• Given text:
<<<<
Poker Face (Peacock)

Natasha Lyonne plays a shaggy private eye with the uncanny ability to detect lies, in a ’70s-style case-of-the-week procedural in the “howcatchem” style of Columbo, created by Knives Out filmmaker Rian Johnson. Who could possibly resist that pitch? More impressive is that Poker Face managed to overdeliver on a tantalizing premise. Over the course of the first season, Lyonne’s Charlie Cale stumbled into murders set everywhere from metal-band tour buses to retirement communities harboring hippie radicals—and encountered eccentric personalities played by guest stars including Hong Chau, Chloë Sevigny, Nick Nolte, and too many other boldface names to list here. But the scripts really got daring in its final few episodes, which took a dark turn and set up a second season that promises to probe the sadness behind Charlie’s endearing persona.

Queen Charlotte: A Bridgerton Story (Netflix)

I could never fully hop on the Bridgerton train; I got frustrated midway through Season 1 and then missed Regé-Jean Page too much to enjoy Season 2. So I was thrilled that Queen Charlotte—a prequel loosely based on the real marriage of Britain’s George III and Charlotte of Mecklenburg-Strelitz—finally got me there, thanks to a dynamic female lead conceived by Shonda Rhimes and played, as a young bride, by magnetic newcomer India Amarteifio. Weighty themes, from mental illness to racism, do surface. Thankfully, infusing such topics into frothy, fast-paced dramas without descending into glibness is (usually) Rhimes’ superpower. Not since the first few seasons of Scandal has she achieved such an ideal mix of substance and fun.

Rain Dogs (HBO)

My favorite new show of the year—and it’s not even close—is this British dramedy from author turned creator Cash Carraway that follows the misadventures of two broken people and the little girl they both love. The spectacularly spiky Daisy May Cooper (also excellent in this year’s Hulu comedy thriller Am I Being Unreasonable?) stars as a working-class writer trying to eke out a living as a peep show dancer and keep a roof over the head of her darling 10-year-old daughter (Fleur Tashjian), all while dodging the overtures of her posh, recently incarcerated loose canon of a best friend (Jack Farthing). The humor is bleak but honest, the gloriously obscene dialogue a masterclass in painful intimacy, the characters wrought in fine psychological detail, and the performances off-the-charts authentic. Grounded, human stories are in increasingly short supply on TV, but even if they weren’t, Rain Dogs would feel like something rare and special.

Succession (HBO)

Have you heard of this show about a terrible family battling for control of the elderly patriarch’s media empire? People seem to like it! But seriously, at this point, most fans of Jesse Armstrong’s odyssey into the dark heart of capitalism have read approximately as many words about it as there are in a copy of War and Peace; I have written something like 20,000 of them on this year’s final season alone. There’s no need to keep pronouncing that Succession will be remembered as one of the defining artworks of the current decade—though that’s certainly true. All that’s left to say, I think, is that the final season proved that it was never just a show about watching bad people do evil things. Those who’ve avoided it for that reason might be surprised at how much it has to say about American democracy in the age of billionaires. Even if you don’t become a fan, you’ll gain something new to talk about at dinner parties. Or in therapy.

Yellowjackets (Showtime)

Yes, sure, the recent Season 2 finale was divisive. And Yellowjackets has always been a tad messier, plot-wise but also in terms of all the blood that gets spilled, than your typical critically acclaimed prestige drama. Still, Ashley Lyle and Bart Nickerson’s horror-soaked thriller about a ’90s high school soccer team fighting to survive after their plane crashes in the wilderness—and about the haunted people the women who make it out alive grow up to be—remains as addictive as ever. The second season toggled between a tense reunion at adult Lottie’s (Courtney Eaton) “retreat,” with erstwhile teen stars Lauren Ambrose and Elijah Wood joining the present-day cast, and chilling flashbacks to a winter of snowy starvation. Already renewed for Season 3, the show may be at risk of going off the rails. For now, it’s still one hell of a ride.
>>>>
• Problem description:
Print the part of the TV show reviews from "Natasha Lyonne plays" to "Charlie’s endearing persona.", copying it word for word.

• Information:
<<<<
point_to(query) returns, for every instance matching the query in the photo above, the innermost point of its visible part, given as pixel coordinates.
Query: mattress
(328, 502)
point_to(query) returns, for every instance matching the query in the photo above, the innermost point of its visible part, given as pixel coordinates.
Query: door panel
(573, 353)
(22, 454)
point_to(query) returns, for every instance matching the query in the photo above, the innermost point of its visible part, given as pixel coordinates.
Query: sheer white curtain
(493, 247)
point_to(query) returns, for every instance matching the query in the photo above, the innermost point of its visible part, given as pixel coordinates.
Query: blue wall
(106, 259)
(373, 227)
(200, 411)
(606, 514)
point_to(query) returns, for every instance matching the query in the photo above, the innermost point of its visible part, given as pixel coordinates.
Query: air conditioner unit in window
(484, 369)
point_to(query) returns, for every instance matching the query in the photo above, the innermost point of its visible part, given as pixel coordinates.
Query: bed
>>>>
• Worked solution:
Natasha Lyonne plays a shaggy private eye with the uncanny ability to detect lies, in a ’70s-style case-of-the-week procedural in the “howcatchem” style of Columbo, created by Knives Out filmmaker Rian Johnson. Who could possibly resist that pitch? More impressive is that Poker Face managed to overdeliver on a tantalizing premise. Over the course of the first season, Lyonne’s Charlie Cale stumbled into murders set everywhere from metal-band tour buses to retirement communities harboring hippie radicals—and encountered eccentric personalities played by guest stars including Hong Chau, Chloë Sevigny, Nick Nolte, and too many other boldface names to list here. But the scripts really got daring in its final few episodes, which took a dark turn and set up a second season that promises to probe the sadness behind Charlie’s endearing persona.